What is being asked: Count the lines in the data below that contain the word "ruin", treating uppercase and lowercase as distinct, and reply with the number alone.

# Start of Material for this exercise

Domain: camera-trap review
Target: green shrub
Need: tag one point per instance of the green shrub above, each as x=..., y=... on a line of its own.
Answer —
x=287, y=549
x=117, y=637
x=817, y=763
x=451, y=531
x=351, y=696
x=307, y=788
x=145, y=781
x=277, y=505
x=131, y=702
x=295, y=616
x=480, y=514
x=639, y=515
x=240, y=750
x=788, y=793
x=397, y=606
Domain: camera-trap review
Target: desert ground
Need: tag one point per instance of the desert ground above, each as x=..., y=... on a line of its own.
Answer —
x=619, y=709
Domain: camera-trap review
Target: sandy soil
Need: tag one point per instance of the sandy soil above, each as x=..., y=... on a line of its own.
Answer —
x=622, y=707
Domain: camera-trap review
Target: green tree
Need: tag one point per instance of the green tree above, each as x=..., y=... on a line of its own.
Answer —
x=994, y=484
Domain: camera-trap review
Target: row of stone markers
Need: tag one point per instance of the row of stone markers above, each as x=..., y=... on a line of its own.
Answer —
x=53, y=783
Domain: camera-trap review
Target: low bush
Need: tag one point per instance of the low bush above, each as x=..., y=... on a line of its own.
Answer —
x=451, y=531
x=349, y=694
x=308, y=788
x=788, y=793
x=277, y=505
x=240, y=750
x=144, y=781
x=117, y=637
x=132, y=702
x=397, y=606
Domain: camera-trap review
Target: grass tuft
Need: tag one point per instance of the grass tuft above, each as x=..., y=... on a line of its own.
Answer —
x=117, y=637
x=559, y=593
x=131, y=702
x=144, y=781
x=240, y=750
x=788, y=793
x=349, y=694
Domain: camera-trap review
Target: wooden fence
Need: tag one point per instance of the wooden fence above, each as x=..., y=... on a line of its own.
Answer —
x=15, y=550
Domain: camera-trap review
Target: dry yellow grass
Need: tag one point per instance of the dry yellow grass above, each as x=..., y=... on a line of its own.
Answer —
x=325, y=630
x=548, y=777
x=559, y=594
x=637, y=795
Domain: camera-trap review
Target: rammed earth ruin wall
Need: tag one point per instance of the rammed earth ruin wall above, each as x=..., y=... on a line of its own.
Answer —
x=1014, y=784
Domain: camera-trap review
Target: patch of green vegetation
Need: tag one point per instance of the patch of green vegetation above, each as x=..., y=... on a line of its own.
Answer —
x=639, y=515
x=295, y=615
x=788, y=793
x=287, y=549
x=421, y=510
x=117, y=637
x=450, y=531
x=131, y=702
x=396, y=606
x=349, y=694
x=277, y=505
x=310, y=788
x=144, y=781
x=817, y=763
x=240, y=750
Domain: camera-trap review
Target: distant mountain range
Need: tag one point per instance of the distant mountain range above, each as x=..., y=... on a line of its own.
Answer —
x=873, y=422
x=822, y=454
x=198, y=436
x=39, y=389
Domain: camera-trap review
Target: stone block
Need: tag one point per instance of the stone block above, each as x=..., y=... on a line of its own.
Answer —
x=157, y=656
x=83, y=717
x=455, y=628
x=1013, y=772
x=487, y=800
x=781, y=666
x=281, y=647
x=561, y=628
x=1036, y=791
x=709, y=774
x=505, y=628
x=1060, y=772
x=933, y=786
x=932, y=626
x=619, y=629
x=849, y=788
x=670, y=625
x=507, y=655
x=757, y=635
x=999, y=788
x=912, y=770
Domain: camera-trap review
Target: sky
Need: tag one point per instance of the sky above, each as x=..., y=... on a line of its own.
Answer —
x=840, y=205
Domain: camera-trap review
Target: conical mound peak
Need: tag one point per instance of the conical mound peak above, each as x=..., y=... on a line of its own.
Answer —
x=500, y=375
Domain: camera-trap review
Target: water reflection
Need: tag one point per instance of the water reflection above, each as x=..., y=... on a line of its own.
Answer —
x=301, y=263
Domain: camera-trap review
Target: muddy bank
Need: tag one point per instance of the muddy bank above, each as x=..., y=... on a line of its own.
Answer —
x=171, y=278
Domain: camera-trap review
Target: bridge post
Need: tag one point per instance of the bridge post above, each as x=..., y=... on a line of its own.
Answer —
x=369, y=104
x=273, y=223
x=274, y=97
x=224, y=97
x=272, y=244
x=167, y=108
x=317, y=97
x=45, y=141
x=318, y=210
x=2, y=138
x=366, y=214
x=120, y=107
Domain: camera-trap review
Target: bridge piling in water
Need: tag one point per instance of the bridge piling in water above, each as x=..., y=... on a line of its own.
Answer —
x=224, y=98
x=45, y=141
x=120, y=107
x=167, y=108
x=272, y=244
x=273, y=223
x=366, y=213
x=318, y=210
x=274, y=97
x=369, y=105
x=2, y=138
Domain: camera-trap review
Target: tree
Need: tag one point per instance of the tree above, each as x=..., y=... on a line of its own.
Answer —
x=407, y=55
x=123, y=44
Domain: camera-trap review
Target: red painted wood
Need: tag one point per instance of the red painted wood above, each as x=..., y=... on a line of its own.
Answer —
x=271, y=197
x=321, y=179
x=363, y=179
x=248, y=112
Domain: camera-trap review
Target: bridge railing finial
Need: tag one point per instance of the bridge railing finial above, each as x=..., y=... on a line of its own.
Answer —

# End of Material for this exercise

Result of this exercise: 2